Required action
Pull out each line below that contains the string "clicks", treating the match as case-sensitive.

Data under study

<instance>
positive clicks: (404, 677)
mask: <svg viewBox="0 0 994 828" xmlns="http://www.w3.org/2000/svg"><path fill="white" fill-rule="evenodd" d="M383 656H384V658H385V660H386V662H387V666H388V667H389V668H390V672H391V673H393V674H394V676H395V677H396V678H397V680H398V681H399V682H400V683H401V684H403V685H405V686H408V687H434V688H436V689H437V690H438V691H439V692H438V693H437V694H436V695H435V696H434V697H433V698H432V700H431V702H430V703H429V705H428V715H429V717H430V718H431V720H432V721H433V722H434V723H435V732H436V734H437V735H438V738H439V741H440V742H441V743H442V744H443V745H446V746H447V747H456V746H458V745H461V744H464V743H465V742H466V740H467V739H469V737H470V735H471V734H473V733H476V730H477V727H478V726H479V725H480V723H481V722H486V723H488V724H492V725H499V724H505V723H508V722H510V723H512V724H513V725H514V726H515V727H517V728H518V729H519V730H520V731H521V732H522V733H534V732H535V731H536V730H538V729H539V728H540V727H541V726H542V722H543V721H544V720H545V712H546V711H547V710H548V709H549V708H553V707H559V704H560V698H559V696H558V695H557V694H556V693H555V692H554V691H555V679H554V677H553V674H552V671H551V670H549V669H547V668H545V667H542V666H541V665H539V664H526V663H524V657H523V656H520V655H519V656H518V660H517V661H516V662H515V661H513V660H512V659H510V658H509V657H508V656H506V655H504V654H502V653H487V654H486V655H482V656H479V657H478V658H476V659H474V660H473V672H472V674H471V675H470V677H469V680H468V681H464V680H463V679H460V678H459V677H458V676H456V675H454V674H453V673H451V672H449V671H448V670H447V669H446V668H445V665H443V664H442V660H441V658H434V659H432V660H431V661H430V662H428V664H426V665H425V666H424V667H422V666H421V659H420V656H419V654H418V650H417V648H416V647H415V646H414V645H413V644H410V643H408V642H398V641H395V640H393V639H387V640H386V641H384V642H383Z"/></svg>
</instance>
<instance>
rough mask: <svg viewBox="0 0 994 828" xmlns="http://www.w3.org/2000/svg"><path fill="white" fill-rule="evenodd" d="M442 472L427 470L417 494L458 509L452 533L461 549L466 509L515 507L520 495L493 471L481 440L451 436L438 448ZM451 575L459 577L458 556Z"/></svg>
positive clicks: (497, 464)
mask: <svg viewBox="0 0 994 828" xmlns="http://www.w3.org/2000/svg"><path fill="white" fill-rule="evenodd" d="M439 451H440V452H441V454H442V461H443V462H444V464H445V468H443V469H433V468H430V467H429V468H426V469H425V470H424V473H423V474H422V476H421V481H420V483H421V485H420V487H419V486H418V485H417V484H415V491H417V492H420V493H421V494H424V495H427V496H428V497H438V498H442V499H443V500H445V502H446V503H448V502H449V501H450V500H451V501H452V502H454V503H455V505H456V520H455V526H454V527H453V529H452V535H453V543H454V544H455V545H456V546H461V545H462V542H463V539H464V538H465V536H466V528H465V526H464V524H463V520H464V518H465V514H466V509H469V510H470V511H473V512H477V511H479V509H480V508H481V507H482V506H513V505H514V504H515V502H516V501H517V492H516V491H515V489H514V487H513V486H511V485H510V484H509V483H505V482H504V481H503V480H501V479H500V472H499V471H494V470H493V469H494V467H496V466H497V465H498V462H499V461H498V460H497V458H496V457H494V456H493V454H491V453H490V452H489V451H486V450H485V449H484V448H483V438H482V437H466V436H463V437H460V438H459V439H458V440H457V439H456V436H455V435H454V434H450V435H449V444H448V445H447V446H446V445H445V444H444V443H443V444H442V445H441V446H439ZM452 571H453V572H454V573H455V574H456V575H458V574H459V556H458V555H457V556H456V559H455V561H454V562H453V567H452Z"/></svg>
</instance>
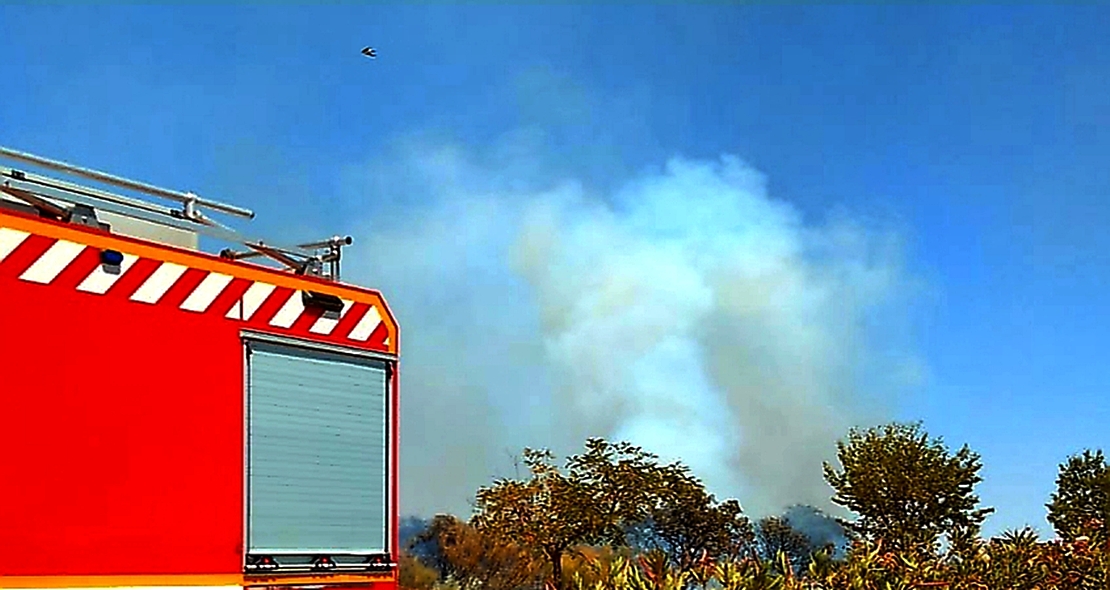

Worked solution
positive clicks: (404, 677)
positive clicks: (497, 464)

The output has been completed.